■ 提供された文章:
============
監督、脚本、編集、製作:エリアーン・ラヘブ
撮影:ジョセリーン・アビー・ガブリエール
録音:ビクトール・ブレッセ
製作会社、提供:Itar Productions
www.itarproductions.com

シリアとの国境に近いレバノン北部。長く続く宗派間紛争やシリアでの戦闘により農地は放置され、かつては異教徒が隣り合わせで暮らしていた村にも排他的な空気が覆う。ハイカルおじさんはりんごや羊を育て、石を一つひとつ積み上げては、別れた妻や子どもたちがいずれ帰ってくるための家を建て、食堂を切り盛りするルワイダと、いつも通りの日常を送る。この土地に居続ける行為そのものが、まるで使命であるかのように。
============
■ 提供された情報:
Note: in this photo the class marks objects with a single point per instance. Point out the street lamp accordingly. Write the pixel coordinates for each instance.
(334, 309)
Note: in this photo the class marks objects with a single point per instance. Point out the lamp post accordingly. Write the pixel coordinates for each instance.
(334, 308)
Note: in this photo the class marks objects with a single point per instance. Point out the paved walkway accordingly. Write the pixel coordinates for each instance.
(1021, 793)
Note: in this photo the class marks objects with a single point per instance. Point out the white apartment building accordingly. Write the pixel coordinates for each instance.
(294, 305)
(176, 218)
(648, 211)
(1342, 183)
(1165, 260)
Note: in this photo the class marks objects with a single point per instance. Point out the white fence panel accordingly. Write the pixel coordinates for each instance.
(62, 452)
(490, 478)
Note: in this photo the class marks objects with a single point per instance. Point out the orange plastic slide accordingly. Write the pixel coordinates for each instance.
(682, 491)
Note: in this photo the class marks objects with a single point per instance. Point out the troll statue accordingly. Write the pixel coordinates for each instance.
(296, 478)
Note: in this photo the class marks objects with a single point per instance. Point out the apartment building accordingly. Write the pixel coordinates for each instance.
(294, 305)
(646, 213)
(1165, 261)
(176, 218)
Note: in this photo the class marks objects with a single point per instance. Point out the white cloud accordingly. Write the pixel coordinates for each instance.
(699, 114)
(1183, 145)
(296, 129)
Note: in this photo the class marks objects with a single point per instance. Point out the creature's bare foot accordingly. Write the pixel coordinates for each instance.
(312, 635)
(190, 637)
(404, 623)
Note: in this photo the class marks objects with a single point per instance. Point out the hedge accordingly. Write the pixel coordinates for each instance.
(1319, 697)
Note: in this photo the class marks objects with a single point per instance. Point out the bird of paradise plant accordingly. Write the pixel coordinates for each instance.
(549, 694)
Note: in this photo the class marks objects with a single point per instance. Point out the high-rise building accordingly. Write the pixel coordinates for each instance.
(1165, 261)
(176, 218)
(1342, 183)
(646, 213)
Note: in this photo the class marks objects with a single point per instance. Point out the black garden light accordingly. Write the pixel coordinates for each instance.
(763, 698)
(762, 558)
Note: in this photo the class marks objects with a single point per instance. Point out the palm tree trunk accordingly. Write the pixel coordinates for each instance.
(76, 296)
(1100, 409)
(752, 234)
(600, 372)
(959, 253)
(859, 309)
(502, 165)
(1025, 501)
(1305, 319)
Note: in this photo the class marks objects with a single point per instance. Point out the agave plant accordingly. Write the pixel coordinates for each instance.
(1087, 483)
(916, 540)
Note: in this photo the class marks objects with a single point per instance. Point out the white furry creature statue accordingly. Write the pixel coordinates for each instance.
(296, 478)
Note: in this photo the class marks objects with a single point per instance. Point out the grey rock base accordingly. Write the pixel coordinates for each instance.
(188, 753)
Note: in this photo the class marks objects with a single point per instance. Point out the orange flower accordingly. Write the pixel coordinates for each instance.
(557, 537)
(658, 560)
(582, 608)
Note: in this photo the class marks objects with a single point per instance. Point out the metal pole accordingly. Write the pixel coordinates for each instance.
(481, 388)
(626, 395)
============
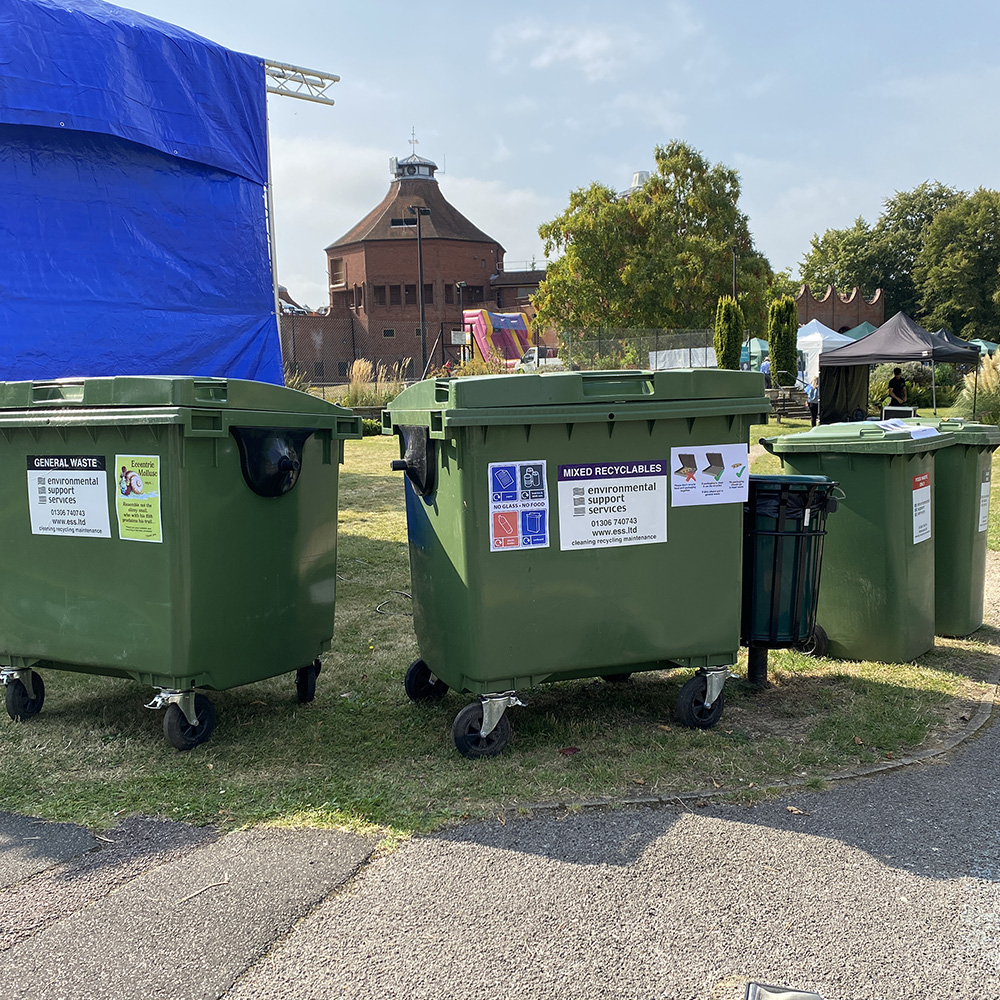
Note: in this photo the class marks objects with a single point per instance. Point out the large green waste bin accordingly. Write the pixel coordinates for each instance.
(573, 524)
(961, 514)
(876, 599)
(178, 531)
============
■ 課題: 映画紹介の本文の「監督、脚本、編集、製作:エリアーン・ラヘブ」から「まるで使命であるかのように。」までの全部を、「りんご」を「オリーブ」に入れ替えて書き直すこと。 資料は本文とは別のものである。

■ 完成した課題:
監督、脚本、編集、製作:エリアーン・ラヘブ
撮影:ジョセリーン・アビー・ガブリエール
録音:ビクトール・ブレッセ
製作会社、提供:Itar Productions
www.itarproductions.com

シリアとの国境に近いレバノン北部。長く続く宗派間紛争やシリアでの戦闘により農地は放置され、かつては異教徒が隣り合わせで暮らしていた村にも排他的な空気が覆う。ハイカルおじさんはオリーブや羊を育て、石を一つひとつ積み上げては、別れた妻や子どもたちがいずれ帰ってくるための家を建て、食堂を切り盛りするルワイダと、いつも通りの日常を送る。この土地に居続ける行為そのものが、まるで使命であるかのように。